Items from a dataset
★ ★ ★ ★

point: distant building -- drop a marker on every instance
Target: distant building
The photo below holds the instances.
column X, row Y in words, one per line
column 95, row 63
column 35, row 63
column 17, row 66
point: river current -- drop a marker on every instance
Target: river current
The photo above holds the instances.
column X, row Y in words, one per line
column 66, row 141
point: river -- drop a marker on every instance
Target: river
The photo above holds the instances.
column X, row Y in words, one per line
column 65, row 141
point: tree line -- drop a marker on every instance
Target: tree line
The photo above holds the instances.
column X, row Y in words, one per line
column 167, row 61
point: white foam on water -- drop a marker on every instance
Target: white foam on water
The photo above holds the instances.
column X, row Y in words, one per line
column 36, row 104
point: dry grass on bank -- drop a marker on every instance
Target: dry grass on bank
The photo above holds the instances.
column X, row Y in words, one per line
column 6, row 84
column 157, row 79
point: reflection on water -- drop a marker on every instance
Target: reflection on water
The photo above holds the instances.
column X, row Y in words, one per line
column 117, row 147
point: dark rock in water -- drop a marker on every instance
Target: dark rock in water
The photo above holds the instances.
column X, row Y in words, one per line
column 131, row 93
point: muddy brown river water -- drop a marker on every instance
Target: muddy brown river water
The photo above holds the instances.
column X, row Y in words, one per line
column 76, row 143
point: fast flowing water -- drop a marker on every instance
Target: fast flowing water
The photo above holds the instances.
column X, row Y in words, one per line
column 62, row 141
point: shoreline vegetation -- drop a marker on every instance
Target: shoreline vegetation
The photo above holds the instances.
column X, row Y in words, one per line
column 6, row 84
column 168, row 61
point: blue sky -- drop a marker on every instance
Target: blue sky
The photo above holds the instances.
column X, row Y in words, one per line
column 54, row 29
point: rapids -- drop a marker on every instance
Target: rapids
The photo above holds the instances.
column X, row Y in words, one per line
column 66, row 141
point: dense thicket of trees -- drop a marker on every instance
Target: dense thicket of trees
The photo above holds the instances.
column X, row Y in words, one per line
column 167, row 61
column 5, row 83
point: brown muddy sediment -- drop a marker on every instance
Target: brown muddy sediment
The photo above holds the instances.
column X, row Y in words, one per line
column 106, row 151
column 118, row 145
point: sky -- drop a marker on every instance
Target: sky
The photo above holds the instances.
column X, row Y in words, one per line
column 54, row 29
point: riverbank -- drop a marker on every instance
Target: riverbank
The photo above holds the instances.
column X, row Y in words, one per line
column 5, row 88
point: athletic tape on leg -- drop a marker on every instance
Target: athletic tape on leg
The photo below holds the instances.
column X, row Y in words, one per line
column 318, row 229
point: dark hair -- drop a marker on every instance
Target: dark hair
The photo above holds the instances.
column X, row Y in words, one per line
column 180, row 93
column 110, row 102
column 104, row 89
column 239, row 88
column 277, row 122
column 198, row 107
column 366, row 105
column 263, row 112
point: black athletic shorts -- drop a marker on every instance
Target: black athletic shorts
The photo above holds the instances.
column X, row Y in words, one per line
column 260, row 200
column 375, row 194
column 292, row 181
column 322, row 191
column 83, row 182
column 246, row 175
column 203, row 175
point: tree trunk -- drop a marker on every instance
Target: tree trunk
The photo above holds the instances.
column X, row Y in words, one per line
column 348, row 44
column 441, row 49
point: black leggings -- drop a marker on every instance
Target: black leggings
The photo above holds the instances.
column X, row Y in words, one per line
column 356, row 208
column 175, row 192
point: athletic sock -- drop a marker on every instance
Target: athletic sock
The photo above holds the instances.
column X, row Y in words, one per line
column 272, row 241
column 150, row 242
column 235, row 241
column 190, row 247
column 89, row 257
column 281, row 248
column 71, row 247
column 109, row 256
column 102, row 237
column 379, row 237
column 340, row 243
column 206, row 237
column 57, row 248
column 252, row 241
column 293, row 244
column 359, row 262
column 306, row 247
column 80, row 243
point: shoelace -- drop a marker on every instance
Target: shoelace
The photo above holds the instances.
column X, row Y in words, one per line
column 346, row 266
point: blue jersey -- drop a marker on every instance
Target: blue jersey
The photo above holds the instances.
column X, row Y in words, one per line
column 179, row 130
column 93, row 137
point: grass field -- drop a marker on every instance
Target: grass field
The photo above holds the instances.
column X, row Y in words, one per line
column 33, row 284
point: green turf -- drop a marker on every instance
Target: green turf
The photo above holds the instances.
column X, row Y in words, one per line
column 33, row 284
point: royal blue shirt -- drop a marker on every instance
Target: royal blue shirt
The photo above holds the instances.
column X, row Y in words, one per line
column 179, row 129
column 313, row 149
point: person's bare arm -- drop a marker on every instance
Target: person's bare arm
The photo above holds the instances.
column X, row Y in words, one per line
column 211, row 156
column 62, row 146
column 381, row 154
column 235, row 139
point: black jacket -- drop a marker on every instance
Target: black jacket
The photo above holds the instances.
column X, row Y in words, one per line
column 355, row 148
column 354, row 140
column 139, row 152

★ ★ ★ ★

## Goal of the exercise
Present the data above as a Markdown table with two columns, Row and Line, where Row holds a running number and Line holds one line of the data. Leave out any blank lines.

## Solution to this problem
| Row | Line |
|---|---|
| 1 | point: distant building -- drop a marker on every instance |
| 2 | Target: distant building |
| 3 | The photo below holds the instances. |
| 4 | column X, row Y in words, one per line |
| 5 | column 95, row 63 |
| 6 | column 35, row 63 |
| 7 | column 17, row 66 |
| 8 | point: river current -- drop a marker on every instance |
| 9 | Target: river current |
| 10 | The photo above holds the instances. |
| 11 | column X, row Y in words, one per line |
| 12 | column 66, row 141 |
| 13 | point: river -- drop a marker on every instance |
| 14 | Target: river |
| 15 | The photo above holds the instances. |
| 16 | column X, row Y in words, one per line |
| 17 | column 65, row 141 |
| 18 | point: tree line -- drop a marker on every instance |
| 19 | Target: tree line |
| 20 | The photo above holds the instances. |
| 21 | column X, row Y in words, one per line |
| 22 | column 167, row 61 |
| 23 | point: white foam on water -- drop a marker on every instance |
| 24 | Target: white foam on water |
| 25 | The photo above holds the instances. |
| 26 | column X, row Y in words, one per line |
| 27 | column 36, row 104 |
| 28 | point: dry grass on bank -- drop a marker on every instance |
| 29 | Target: dry grass on bank |
| 30 | The photo above holds the instances. |
| 31 | column X, row Y in words, one per line |
| 32 | column 6, row 84 |
| 33 | column 157, row 79 |
| 34 | point: reflection on water -- drop a marker on every instance |
| 35 | Target: reflection on water |
| 36 | The photo above holds the instances. |
| 37 | column X, row Y in words, one per line |
| 38 | column 117, row 147 |
| 39 | point: dark rock in water -- drop a marker on every instance |
| 40 | Target: dark rock in water |
| 41 | The photo above holds the instances. |
| 42 | column X, row Y in words, one per line |
| 43 | column 131, row 93 |
| 44 | point: muddy brown river water -- drop a marker on every instance |
| 45 | Target: muddy brown river water |
| 46 | The photo above holds the instances. |
| 47 | column X, row Y in words, one per line |
| 48 | column 76, row 143 |
| 49 | point: fast flowing water -- drop a marker on every instance |
| 50 | Target: fast flowing water |
| 51 | The photo above holds the instances. |
| 52 | column X, row Y in words, one per line |
| 53 | column 62, row 141 |
| 54 | point: shoreline vegetation -- drop a marker on every instance |
| 55 | Target: shoreline vegetation |
| 56 | The photo above holds the instances. |
| 57 | column X, row Y in words, one per line |
| 58 | column 6, row 84 |
| 59 | column 168, row 61 |
| 60 | point: blue sky -- drop a marker on every instance |
| 61 | Target: blue sky |
| 62 | The photo above holds the instances. |
| 63 | column X, row Y in words, one per line |
| 64 | column 54, row 29 |
| 65 | point: rapids -- drop a marker on every instance |
| 66 | Target: rapids |
| 67 | The photo above holds the instances. |
| 68 | column X, row Y in words, one per line |
| 69 | column 66, row 141 |
| 70 | point: dense thicket of trees -- drop a marker on every instance |
| 71 | Target: dense thicket of trees |
| 72 | The photo above holds the instances. |
| 73 | column X, row Y in words, one per line |
| 74 | column 167, row 61 |
| 75 | column 5, row 83 |
| 76 | point: brown muddy sediment -- drop a marker on every instance |
| 77 | Target: brown muddy sediment |
| 78 | The photo above holds the instances. |
| 79 | column X, row Y in words, one per line |
| 80 | column 106, row 151 |
| 81 | column 118, row 145 |
| 82 | point: sky -- drop a marker on every instance |
| 83 | Target: sky |
| 84 | The photo above holds the instances. |
| 85 | column X, row Y in words, one per line |
| 86 | column 54, row 29 |
| 87 | point: riverbank -- drop a marker on every instance |
| 88 | Target: riverbank |
| 89 | The photo above holds the instances. |
| 90 | column X, row Y in words, one per line |
| 91 | column 5, row 88 |
| 92 | point: athletic tape on leg -- drop a marker on every instance |
| 93 | Target: athletic tape on leg |
| 94 | The photo below holds the instances. |
| 95 | column X, row Y in words, one per line |
| 96 | column 318, row 229 |
| 97 | point: dark hair -- drop a marker on every instance |
| 98 | Target: dark hair |
| 99 | The photo above holds the instances. |
| 100 | column X, row Y in words, one per line |
| 101 | column 180, row 93 |
| 102 | column 110, row 102 |
| 103 | column 104, row 89 |
| 104 | column 239, row 88 |
| 105 | column 277, row 122 |
| 106 | column 198, row 107 |
| 107 | column 366, row 105 |
| 108 | column 263, row 112 |
| 109 | point: black athletic shorts -- drop a marker on every instance |
| 110 | Target: black athletic shorts |
| 111 | The photo above holds the instances. |
| 112 | column X, row Y in words, one per line |
| 113 | column 260, row 200 |
| 114 | column 375, row 194 |
| 115 | column 292, row 181 |
| 116 | column 322, row 191 |
| 117 | column 83, row 182 |
| 118 | column 246, row 175 |
| 119 | column 203, row 175 |
| 120 | point: tree trunk -- drop a marker on every instance |
| 121 | Target: tree trunk |
| 122 | The photo above holds the instances. |
| 123 | column X, row Y in words, one per line |
| 124 | column 348, row 44 |
| 125 | column 441, row 49 |
| 126 | point: black leggings -- drop a marker on every instance |
| 127 | Target: black leggings |
| 128 | The photo above holds the instances. |
| 129 | column X, row Y in words, one per line |
| 130 | column 356, row 208 |
| 131 | column 175, row 192 |
| 132 | point: athletic sock -- drop a marker on every instance |
| 133 | Target: athletic sock |
| 134 | The photo above holds the instances. |
| 135 | column X, row Y in words, one per line |
| 136 | column 272, row 241 |
| 137 | column 150, row 242 |
| 138 | column 235, row 241 |
| 139 | column 190, row 247 |
| 140 | column 89, row 257 |
| 141 | column 281, row 248 |
| 142 | column 71, row 247 |
| 143 | column 109, row 256 |
| 144 | column 102, row 237 |
| 145 | column 379, row 237 |
| 146 | column 340, row 243 |
| 147 | column 206, row 237 |
| 148 | column 57, row 248 |
| 149 | column 252, row 241 |
| 150 | column 293, row 244 |
| 151 | column 359, row 262 |
| 152 | column 306, row 247 |
| 153 | column 80, row 243 |
| 154 | point: shoelace -- drop a marker on every instance |
| 155 | Target: shoelace |
| 156 | The photo above holds the instances. |
| 157 | column X, row Y in words, one per line |
| 158 | column 346, row 266 |
| 159 | point: blue jersey -- drop a marker on every instance |
| 160 | Target: blue jersey |
| 161 | The photo above holds the instances. |
| 162 | column X, row Y in words, one per line |
| 163 | column 179, row 130 |
| 164 | column 93, row 137 |
| 165 | point: grass field -- drop a marker on every instance |
| 166 | Target: grass field |
| 167 | The photo above holds the instances. |
| 168 | column X, row Y in words, one per line |
| 169 | column 33, row 284 |
| 170 | point: green turf -- drop a marker on every instance |
| 171 | Target: green turf |
| 172 | The photo above holds the instances. |
| 173 | column X, row Y in words, one per line |
| 174 | column 33, row 284 |
| 175 | point: royal blue shirt -- drop a marker on every instance |
| 176 | Target: royal blue shirt |
| 177 | The photo above holds the instances. |
| 178 | column X, row Y in words, one per line |
| 179 | column 179, row 129 |
| 180 | column 313, row 149 |
| 181 | point: person's bare arm -- drop a marker on every instance |
| 182 | Target: person's bare arm |
| 183 | The photo above holds the instances. |
| 184 | column X, row Y in words, one per line |
| 185 | column 211, row 156 |
| 186 | column 62, row 146 |
| 187 | column 381, row 154 |
| 188 | column 235, row 139 |
| 189 | point: black jacket -- drop a marker on every instance |
| 190 | Target: black jacket |
| 191 | The photo above holds the instances. |
| 192 | column X, row Y in words, one per line |
| 193 | column 355, row 148 |
| 194 | column 354, row 140 |
| 195 | column 139, row 152 |